··· PAGE EXTRACT

3.3. Summary and Critique

The revisions to the Corporate Code provide considerable challenges to UK firms to significantly extend both the nature and the scope of their existing annual reporting practices. However, given the relative novelty of the changes, it should not be surprising that there is, at the time of writing, very little substantive evidence available in the existing literature that could help guide firms in effectively implementing these requirements. 5 Furthermore, the FRC’s principle-based approach has left considerable discretion as to how firms can implement changes to their reporting.

While the more relevant empirical literature has continued to evolve and clarify methodological issues since the ICAEW (2011) review, there remains a lack of any clear evidence supporting the implications of either standard economic or political visibility arguments as to why firms might voluntarily disclose risk information. Moreover, we consider that Anis et al.’s (2016) disclosure method is likely to be less relevant to evaluate the readability of strategic risk reporting narrative disclosures made by firms in compliance with the key disclosure aspects of the newly revised Code.

There are still considerable gaps in our understanding of risk reporting practices and the extent to which they comply with the new provisions of the Corporate Code. Moreover, the result of the existing studies outlined above are equivocal as to the influences affecting disclosure and appear to be plagued by the failure to delineate mandatory (e.g. mandated financial statement footnotes that need to comply with relevant accounting standards), voluntary and/or principle-based “comply or explain”-based risk managerial-level strategic disclosures to which the revised governance code relevant provisions apply.

4. Research Methodology

This section briefly outlines the sample selection procedures, and how the various indices used for measuring various aspects of risk management communication, and defines and describes the major firm characteristics that prior research suggests is associated with corporate managerial incentives to comply with risk reporting practices.

4.1. Sample Selection Procedure

The final sample is based on the industry match-paired sample of firms in three, equally sized large cap (FTSE 100), mid cap (FTSE 250) and small cap (FTSE All-Share), and stratified across 20 key industries. The choice of industry sectors is partly driven by the FTSE industry sector classification system and the desire for capturing sufficient richness in diversity in disclosure quality across regulated, financial and industrial sectors.

Firms selected for inclusion in the sample were initially based on a random selection procedure, and were then subject to the following additional selection criteria: (i) have complete, relevant financial and statistical data over the study period 2012–2014; (ii) provide full information in their website and/or other sources to enable annual reports to be obtained for research purposes; and (iii) are not subject to major restructuring, mergers and acquisition (M&A) or corporate governance structure changes over this period. These final selection criteria limited the number of total sample firms to 60, comprising 20 from each large-, mid- and small-cap indices.

······

- [GOALS]:
1. Answer these questions from the risk reporting extract:
(a) According to the extract, whose principle-based approach has left considerable discretion in how firms implement changes to their reporting?
(b) Across how many key industries is the sample stratified?
(c) What is the total number of sample firms, and how many come from each index?
2. Output the part of the risk reporting extract between "4.1. Sample Selection" and "and industrial sectors.", inclusive.
The data placed after the risk reporting extract is unrelated to it.

··· DATA ROWS

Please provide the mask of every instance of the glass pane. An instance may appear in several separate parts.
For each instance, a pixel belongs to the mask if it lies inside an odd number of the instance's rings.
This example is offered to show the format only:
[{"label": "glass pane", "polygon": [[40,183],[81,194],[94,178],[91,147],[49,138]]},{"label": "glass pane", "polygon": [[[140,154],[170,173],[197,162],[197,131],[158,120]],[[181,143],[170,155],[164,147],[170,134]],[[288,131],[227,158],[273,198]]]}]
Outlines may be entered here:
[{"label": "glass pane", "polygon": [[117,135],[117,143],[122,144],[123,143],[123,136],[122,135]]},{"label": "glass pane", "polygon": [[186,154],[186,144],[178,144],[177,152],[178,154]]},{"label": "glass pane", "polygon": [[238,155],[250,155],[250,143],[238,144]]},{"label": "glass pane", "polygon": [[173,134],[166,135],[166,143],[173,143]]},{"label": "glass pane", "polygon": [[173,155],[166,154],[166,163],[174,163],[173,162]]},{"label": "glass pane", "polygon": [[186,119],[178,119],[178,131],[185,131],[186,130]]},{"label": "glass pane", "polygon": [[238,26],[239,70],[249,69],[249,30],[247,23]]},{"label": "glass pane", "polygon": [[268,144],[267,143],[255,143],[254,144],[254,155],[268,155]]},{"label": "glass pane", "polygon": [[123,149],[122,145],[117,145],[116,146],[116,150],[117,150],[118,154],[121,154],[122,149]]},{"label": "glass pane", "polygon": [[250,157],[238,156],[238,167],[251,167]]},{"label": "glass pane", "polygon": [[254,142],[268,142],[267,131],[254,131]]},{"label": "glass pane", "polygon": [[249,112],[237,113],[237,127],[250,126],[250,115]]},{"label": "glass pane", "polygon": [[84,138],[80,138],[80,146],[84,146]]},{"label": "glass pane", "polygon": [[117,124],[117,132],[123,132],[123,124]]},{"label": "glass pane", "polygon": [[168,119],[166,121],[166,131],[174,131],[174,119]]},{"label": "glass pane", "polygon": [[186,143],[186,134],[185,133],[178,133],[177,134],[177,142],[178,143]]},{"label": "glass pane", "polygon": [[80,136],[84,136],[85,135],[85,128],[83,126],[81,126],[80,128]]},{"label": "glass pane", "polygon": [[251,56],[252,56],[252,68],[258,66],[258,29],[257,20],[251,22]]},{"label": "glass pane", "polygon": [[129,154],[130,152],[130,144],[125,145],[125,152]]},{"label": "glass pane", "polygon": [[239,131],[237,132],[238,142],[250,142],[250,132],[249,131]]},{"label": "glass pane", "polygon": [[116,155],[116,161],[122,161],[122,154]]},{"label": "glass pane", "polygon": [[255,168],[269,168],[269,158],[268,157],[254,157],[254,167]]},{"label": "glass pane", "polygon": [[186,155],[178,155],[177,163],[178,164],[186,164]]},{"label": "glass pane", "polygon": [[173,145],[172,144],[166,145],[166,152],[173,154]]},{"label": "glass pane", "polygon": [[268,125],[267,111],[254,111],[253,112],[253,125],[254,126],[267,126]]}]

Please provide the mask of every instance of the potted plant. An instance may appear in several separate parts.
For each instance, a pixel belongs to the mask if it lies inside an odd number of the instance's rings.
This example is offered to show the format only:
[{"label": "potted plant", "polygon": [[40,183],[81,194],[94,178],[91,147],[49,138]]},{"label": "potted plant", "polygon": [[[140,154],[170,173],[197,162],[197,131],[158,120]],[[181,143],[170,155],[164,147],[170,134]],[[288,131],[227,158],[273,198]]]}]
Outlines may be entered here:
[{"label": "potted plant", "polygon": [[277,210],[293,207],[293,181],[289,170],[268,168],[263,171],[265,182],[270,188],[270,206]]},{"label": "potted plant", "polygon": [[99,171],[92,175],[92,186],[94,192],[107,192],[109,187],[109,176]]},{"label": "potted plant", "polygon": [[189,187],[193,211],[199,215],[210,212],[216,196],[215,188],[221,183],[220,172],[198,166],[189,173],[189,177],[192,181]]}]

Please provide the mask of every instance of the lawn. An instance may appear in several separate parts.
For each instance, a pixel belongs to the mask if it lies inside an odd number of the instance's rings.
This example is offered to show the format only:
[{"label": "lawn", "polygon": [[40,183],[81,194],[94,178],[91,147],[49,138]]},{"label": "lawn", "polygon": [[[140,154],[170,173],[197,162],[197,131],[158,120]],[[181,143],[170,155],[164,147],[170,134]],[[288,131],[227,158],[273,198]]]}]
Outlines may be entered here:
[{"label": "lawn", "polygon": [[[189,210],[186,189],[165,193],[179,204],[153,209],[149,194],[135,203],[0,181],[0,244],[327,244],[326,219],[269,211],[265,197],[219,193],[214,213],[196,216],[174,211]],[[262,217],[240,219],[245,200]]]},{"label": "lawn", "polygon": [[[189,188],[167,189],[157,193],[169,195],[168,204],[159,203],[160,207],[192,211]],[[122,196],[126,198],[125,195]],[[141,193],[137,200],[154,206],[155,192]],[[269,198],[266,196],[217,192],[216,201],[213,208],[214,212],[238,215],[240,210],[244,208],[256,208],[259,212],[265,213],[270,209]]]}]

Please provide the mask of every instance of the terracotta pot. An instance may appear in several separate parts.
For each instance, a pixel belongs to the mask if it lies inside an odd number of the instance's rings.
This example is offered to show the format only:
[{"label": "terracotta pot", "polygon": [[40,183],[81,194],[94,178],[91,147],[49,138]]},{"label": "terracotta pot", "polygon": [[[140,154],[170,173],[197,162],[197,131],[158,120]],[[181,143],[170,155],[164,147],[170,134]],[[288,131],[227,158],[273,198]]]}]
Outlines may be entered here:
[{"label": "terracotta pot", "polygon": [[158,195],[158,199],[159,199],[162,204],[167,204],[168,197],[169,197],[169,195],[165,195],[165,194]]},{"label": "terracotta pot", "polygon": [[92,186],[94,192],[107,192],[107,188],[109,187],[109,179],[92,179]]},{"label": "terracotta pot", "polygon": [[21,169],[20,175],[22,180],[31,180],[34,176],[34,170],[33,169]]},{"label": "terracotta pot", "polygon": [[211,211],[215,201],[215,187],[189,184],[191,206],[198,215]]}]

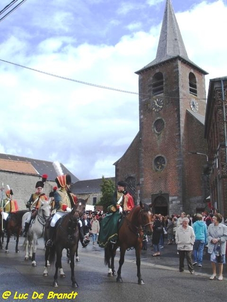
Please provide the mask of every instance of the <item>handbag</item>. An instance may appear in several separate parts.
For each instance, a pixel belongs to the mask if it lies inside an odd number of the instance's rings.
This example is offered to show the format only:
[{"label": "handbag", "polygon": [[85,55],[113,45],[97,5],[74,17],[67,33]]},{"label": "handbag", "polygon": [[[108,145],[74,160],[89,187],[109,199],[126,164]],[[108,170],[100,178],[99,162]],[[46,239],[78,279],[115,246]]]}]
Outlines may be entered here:
[{"label": "handbag", "polygon": [[216,260],[218,263],[223,263],[221,251],[220,242],[218,242],[218,245],[217,248],[217,255],[216,255]]}]

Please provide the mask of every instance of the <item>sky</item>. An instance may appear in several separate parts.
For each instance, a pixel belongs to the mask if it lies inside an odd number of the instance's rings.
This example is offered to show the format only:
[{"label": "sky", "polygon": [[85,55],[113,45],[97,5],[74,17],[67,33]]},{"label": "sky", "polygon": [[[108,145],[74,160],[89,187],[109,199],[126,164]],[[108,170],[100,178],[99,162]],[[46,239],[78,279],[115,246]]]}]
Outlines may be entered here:
[{"label": "sky", "polygon": [[[227,1],[172,3],[207,93],[227,76]],[[155,58],[165,5],[27,0],[2,20],[0,153],[59,161],[80,180],[114,177],[139,131],[135,72]]]}]

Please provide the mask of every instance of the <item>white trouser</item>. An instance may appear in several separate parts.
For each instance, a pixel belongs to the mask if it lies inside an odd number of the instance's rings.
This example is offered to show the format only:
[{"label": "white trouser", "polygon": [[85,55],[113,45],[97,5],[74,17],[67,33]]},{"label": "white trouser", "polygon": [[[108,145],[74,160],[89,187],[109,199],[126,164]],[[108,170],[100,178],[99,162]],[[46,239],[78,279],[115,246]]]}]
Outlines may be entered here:
[{"label": "white trouser", "polygon": [[3,219],[5,220],[7,219],[9,216],[9,213],[6,212],[4,212],[3,211],[1,212],[1,214],[3,215]]},{"label": "white trouser", "polygon": [[54,215],[53,216],[53,218],[50,222],[50,226],[53,228],[55,226],[56,222],[62,216],[67,214],[67,212],[63,212],[62,211],[59,211],[56,212]]},{"label": "white trouser", "polygon": [[27,223],[30,223],[30,221],[31,221],[32,213],[31,213],[31,212],[28,212],[28,213],[29,213],[30,215],[29,215],[28,214],[26,214],[26,217],[25,218],[25,220],[24,220],[24,226],[25,225],[25,222],[27,222]]}]

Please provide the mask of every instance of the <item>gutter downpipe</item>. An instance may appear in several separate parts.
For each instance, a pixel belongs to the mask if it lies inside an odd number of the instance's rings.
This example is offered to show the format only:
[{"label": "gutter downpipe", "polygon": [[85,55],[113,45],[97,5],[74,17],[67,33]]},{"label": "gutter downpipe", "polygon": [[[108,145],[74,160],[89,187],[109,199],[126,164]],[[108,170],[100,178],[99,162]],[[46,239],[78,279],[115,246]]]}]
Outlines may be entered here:
[{"label": "gutter downpipe", "polygon": [[227,134],[226,134],[226,122],[225,116],[225,106],[224,106],[224,92],[223,80],[221,80],[221,98],[223,105],[223,118],[224,120],[224,142],[225,144],[225,162],[227,166]]}]

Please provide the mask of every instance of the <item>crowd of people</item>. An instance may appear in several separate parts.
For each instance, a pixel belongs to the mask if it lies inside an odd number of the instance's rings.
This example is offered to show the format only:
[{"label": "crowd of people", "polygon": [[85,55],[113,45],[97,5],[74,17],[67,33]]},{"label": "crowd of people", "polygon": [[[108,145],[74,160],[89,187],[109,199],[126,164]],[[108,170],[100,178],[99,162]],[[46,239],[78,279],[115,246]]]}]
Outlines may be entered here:
[{"label": "crowd of people", "polygon": [[[37,209],[42,201],[50,201],[50,206],[53,214],[49,230],[49,239],[46,245],[51,246],[54,240],[55,224],[63,215],[70,212],[75,202],[76,196],[70,191],[71,178],[69,175],[59,175],[55,181],[58,187],[47,197],[43,190],[47,176],[43,176],[42,181],[35,185],[35,192],[31,194],[27,206],[31,210],[31,215],[25,221],[24,236],[27,232],[31,220],[35,217]],[[102,211],[88,211],[85,212],[78,221],[80,240],[83,248],[90,243],[91,237],[93,246],[98,243],[100,247],[105,247],[106,243],[117,243],[118,226],[117,221],[123,214],[127,215],[134,206],[133,199],[126,190],[127,184],[123,181],[118,183],[118,189],[115,192],[113,205],[110,207],[111,213],[105,213]],[[6,229],[6,222],[11,212],[18,210],[17,202],[13,197],[13,192],[10,188],[6,191],[6,197],[2,205],[1,214],[3,220],[2,229]],[[100,225],[103,223],[101,236],[99,235]],[[179,271],[184,270],[186,258],[189,271],[194,274],[194,267],[202,267],[204,247],[207,247],[210,255],[212,274],[210,280],[216,278],[217,267],[218,269],[218,279],[223,279],[223,265],[225,263],[227,226],[222,215],[217,209],[211,209],[210,211],[204,211],[193,216],[182,212],[180,215],[173,214],[171,216],[155,214],[153,219],[153,234],[151,246],[153,247],[153,257],[160,257],[161,249],[164,248],[165,239],[167,245],[176,244],[179,257]],[[143,250],[147,249],[148,237],[144,234]]]}]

······

- [FINAL ANSWERS]:
1.
(a) The FRC's.
(b) 20.
(c) 60 firms in total, 20 from each of the large-, mid- and small-cap indices.

2.
4.1. Sample Selection Procedure

The final sample is based on the industry match-paired sample of firms in three, equally sized large cap (FTSE 100), mid cap (FTSE 250) and small cap (FTSE All-Share), and stratified across 20 key industries. The choice of industry sectors is partly driven by the FTSE industry sector classification system and the desire for capturing sufficient richness in diversity in disclosure quality across regulated, financial and industrial sectors.